Selected passage: Begin

Last year, when EY asked corporate executives in Asia who had previously sold an asset whether they were planning to divest again, only 15% said they would do so within the next two years. In this year’ study, the proportion of companies that would sell has surged to 47%.
“There’s no doubt we are seeing an increasing propensity to divest in this region,” says Stephen Lomas, who is Partner for Transaction Support – Oceania, and Divestment Advisory Services Leader, Asia Pacific, at Ernst & Young.
Why? It’s not because businesses in the region are in trouble. “Companies are getting much more strategic,” says Lomas. “People are realizing it doesn’t necessarily make sense to own a coal mine and an airline and a shipping company.”
“Between 2008 and 2010, a lot of divestment activity was driven by the fact that companies have got into financial difficulty. But what we’re now seeing is divestment as a form of capital-raising”
He spoke to CFO Innovation’s Cesar Bacani about the strengthening divestment trend, the rise of shareholder activism, best-practice divestment strategies and other issues. Edited excerpts:
In this year’s EY global survey, was there a difference in the responses of the corporate executives from Asia compared with the global sample?
The interesting thing is that 47% of those who had done divestment in the last three years expect to make a divestment within two years. The global number was 49%, so [Asia Pacific] was only a little bit below the global.
And that [47%] is a significant increase on the study we had undertaken in 2015, where only 15% of those surveyed [in Asia] thought that they’d make a divestment in the next two years. There’s no doubt we are seeing an increasing propensity to divest in this region.
Why? Are these Asian companies in trouble?
If you go back five or seven years, most companies that were divesting were divesting because they were in trouble, in the sense that they were over-geared, their balance sheets had too much debt. Between 2008 and 2010, a lot of divestment activity was driven by the fact that companies have got into financial difficulty.

Selected passage: End
Exercise data: Begin

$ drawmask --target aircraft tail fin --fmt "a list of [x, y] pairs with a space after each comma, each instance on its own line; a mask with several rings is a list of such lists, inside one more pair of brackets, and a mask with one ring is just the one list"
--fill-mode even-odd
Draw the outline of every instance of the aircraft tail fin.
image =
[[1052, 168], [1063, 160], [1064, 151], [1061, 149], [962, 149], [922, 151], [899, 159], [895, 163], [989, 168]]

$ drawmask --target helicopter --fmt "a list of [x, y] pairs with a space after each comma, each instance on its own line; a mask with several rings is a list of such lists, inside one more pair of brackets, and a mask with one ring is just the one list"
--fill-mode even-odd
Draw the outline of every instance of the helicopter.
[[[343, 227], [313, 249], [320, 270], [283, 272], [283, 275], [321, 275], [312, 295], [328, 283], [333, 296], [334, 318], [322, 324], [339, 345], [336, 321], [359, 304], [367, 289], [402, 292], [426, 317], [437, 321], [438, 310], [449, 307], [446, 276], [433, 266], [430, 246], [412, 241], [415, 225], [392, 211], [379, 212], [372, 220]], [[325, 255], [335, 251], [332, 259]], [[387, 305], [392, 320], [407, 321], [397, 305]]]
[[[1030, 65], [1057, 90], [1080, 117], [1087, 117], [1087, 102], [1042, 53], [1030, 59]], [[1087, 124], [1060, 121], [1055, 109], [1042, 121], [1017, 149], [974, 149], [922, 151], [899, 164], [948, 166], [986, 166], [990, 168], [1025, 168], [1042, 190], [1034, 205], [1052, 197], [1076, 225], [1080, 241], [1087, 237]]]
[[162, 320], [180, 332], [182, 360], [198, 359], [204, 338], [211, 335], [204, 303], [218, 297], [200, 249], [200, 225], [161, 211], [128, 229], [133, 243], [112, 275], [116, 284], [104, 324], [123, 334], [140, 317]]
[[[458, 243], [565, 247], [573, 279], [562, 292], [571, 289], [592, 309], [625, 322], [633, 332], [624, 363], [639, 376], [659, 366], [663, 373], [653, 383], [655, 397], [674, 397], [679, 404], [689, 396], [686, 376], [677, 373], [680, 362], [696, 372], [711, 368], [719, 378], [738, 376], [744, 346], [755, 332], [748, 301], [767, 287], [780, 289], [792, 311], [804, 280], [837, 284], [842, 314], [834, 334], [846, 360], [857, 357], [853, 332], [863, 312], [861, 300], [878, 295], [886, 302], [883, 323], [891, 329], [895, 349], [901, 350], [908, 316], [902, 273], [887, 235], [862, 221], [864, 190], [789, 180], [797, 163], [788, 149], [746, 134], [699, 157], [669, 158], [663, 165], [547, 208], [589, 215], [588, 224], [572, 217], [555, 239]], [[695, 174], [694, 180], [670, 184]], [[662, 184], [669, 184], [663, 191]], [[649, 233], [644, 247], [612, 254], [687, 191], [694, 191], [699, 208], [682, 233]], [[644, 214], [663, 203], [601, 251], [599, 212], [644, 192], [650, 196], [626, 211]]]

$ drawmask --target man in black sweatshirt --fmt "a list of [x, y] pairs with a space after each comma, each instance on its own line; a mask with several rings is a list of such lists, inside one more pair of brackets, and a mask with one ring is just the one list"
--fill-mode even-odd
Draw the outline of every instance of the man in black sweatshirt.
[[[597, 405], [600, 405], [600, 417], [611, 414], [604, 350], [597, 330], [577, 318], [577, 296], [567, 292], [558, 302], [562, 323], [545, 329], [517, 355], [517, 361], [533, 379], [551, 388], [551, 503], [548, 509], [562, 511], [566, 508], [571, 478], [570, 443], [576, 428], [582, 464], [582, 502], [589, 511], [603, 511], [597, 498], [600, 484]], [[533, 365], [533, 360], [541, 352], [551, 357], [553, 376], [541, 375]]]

Exercise data: End

• Exercise:
Continue the interview about corporate divestment in Asia, starting right after its last sentence.

• Output of the exercise:
But what we’re now seeing is divestment as a form of capital-raising. Companies are getting much more strategic. So rather than go to shareholders for more money or going to the bank to try and raise more capital, you divest part of your business that no longer fits your core to reinvest that money in new products, new markets, in building out the core.
There are far fewer conglomerates in the United States now than there were 20 or 30 years ago. We’re very slowly seeing similar things happening in this region, where people are realizing it doesn’t necessarily make sense to own a coal mine and an airline and a shipping company.
Most of the divestment cases seem to do with Australian organizations selling to Chinese companies.
We’ve seen in Australia, or in Oceania, to include New Zealand, a trend for divestment for a number of years.
The larger end of the divestment activity we’ve seen in Australia in the last few years has been government divesting, either at the federal level or at the state level, the assets that they own in order to recycle their capital back to social infrastructure, such as hospitals and schools and roads.